• _EXCERPTED PASSAGE_:
============================================================

|Horror and Cinema. Perfect bedfellows. Both need light and shadows. Both are more effective in the dark. Both benefit from a vivid imagination.
Horror films date back to the 1890s, from countries like Japan, France and the good old US of A. Given that, it’s nearly impossible to avoid the Horror/Sci-Fi Genre growing up. And so it was with me.
My dad was a fan of adventure and war movies so I got a fair dose of J. Arthur Rank films at my two “nabes” (neighbourhood theatres): the Roxy and the Eastwood in The Beaches section of Toronto. Plus, I was a fan of the ongoing serials of the day, short movies that ended with the hero going off the cliff in a car. We had to return the next week to find out they had left out the scene where he gets free of the handcuffs and leaps to safety…
My mom was the cinephile. She loved life up there on the big screen. She had started her moviegoing at an early age even though her family were poor, and then through the loss of both parents - one to illness, the other driven to drink by the horrors of World War I.
She used to pick up the discarded stubs of exiting movie goers to avoid the cost of admission. When I came along, she would do the same thing.
I mentioned this to her when I was older and she told me she had another technique as well. When the show would let out, she would “walk” in backwards…she said she and I did this a lot when I was a little one. Mom was always going against the flow. Literally!
And so it was the time she took me to see a film that would not only have an effect on me as a child, but would also have a profound influence when I was older.
That was the first version of Jack Finney’s book The Body Snatchers which became Invasion of the Body Snatchers (1956).

============================================================

• _SOURCE EXCERPT_:

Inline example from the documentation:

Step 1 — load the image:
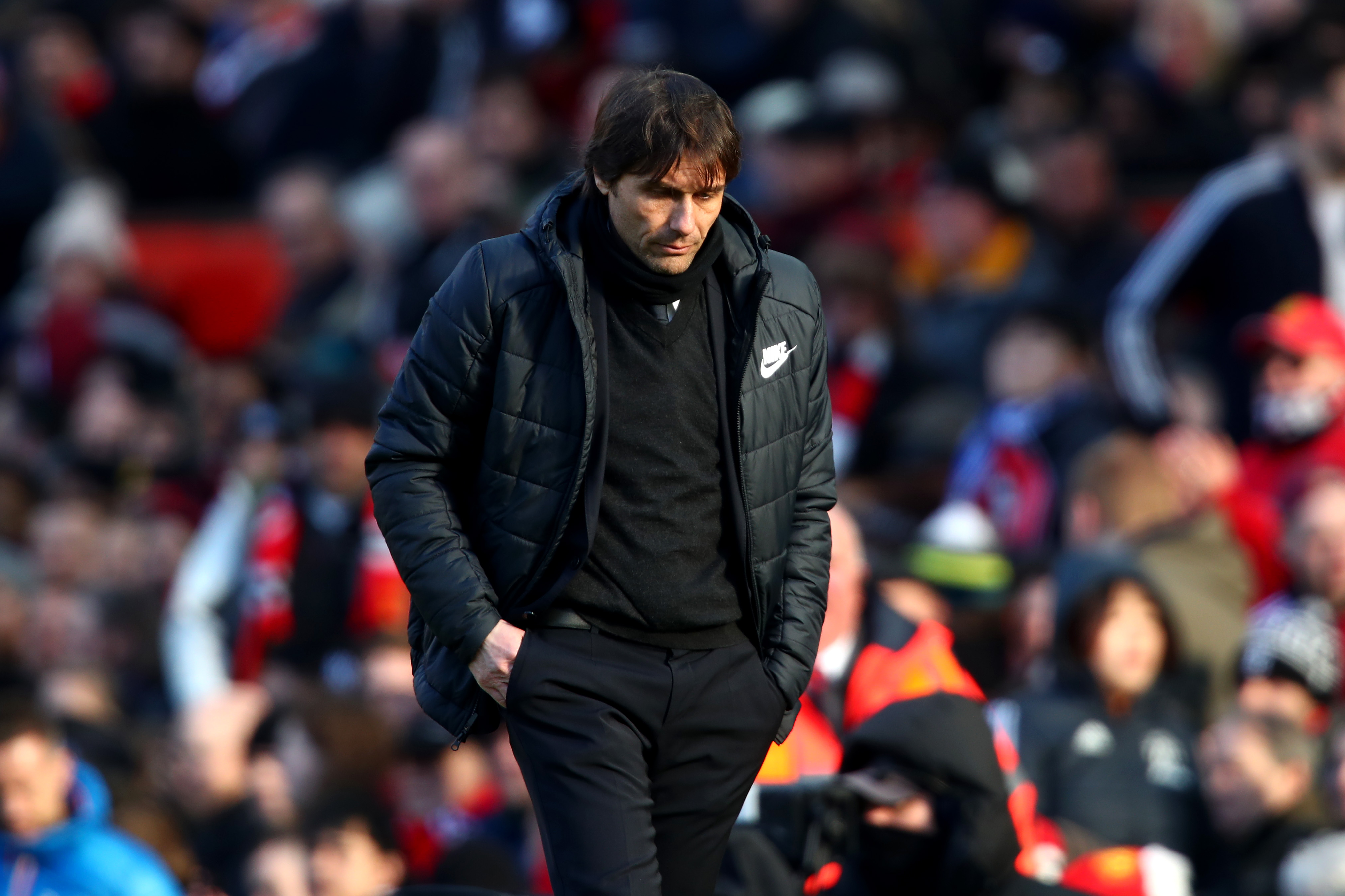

============================================================

• _WHAT IS ASKED_:
**A.** In the piece on horror and cinema, which two neighborhood theaters did the writer attend as a child?
**B.** Please retype the stretch of the piece on horror and cinema from "And so it was the" through "Body Snatchers (1956).".

• _TASK-BY-TASK ANSWERS_:
**A.** The Roxy and the Eastwood, in The Beaches section of Toronto.

**B.**
And so it was the time she took me to see a film that would not only have an effect on me as a child, but would also have a profound influence when I was older.
That was the first version of Jack Finney’s book The Body Snatchers which became Invasion of the Body Snatchers (1956).